§ **WHAT IS REQUIRED**
Identify all lines below that hold "keyboard" and collect them.

:: DATA RECORDS ::

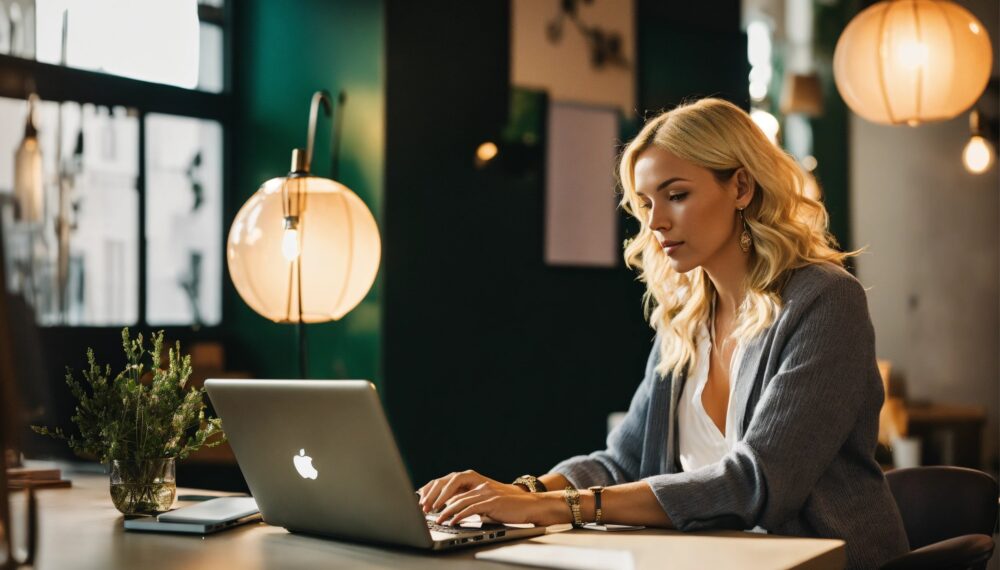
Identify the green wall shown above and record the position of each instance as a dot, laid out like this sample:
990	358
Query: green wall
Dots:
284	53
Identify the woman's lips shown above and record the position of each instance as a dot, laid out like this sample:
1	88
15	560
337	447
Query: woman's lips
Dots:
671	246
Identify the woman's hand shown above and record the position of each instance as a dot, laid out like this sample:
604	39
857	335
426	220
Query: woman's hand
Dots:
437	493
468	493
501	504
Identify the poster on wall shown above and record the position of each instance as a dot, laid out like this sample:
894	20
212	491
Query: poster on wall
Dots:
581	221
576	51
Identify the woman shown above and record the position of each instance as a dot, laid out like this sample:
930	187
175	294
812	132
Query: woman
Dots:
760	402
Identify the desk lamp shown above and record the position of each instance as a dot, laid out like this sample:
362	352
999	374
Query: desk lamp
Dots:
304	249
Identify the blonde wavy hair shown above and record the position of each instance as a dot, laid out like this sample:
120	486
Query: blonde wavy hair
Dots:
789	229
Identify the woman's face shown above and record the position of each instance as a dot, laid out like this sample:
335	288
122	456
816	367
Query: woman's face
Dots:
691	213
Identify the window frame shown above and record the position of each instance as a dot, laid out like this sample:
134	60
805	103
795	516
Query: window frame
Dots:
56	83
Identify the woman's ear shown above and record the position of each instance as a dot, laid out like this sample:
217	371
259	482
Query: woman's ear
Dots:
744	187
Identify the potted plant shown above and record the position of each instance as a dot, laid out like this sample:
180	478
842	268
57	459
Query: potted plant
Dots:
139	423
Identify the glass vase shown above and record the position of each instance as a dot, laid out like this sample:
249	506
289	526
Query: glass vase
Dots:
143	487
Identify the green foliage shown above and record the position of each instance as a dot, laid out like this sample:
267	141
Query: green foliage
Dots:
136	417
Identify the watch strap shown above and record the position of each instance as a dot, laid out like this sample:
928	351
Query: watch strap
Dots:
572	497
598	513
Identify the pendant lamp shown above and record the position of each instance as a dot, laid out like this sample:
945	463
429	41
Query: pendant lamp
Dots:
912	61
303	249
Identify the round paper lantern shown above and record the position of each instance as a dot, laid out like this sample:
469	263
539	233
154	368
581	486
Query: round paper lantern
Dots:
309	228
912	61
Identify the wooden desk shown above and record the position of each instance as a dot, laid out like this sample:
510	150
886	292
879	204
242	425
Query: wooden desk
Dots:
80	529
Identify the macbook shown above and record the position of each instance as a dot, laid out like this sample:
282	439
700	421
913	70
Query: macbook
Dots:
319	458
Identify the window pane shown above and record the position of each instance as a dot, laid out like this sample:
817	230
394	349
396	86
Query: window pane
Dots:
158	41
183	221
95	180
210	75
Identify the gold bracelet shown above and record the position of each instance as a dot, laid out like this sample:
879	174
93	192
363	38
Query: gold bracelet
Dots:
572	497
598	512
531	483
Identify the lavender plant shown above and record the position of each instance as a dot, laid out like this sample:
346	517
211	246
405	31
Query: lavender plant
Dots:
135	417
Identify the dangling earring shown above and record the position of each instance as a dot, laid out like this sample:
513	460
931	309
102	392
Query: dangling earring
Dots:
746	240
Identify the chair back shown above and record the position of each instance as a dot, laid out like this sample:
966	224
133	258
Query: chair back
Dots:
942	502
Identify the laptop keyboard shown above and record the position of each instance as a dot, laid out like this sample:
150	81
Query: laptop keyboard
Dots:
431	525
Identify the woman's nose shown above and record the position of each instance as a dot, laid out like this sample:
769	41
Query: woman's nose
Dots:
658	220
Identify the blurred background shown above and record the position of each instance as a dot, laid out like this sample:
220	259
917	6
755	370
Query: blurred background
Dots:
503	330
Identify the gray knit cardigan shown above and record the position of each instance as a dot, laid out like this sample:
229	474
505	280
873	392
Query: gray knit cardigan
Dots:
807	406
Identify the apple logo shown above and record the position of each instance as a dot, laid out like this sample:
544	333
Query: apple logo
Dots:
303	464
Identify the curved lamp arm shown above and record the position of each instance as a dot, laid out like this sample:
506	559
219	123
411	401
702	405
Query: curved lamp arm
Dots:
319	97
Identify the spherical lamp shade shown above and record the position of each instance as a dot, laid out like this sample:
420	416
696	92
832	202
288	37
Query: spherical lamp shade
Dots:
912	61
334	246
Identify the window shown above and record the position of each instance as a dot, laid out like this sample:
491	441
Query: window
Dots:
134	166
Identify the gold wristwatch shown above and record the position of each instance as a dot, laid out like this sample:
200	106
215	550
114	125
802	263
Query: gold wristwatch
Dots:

:::

§ **YOUR RESPONSE**
Identify the laptop keyboard shown above and record the position of each instance as a dot, laid out like this sample:
Query: laptop keyboard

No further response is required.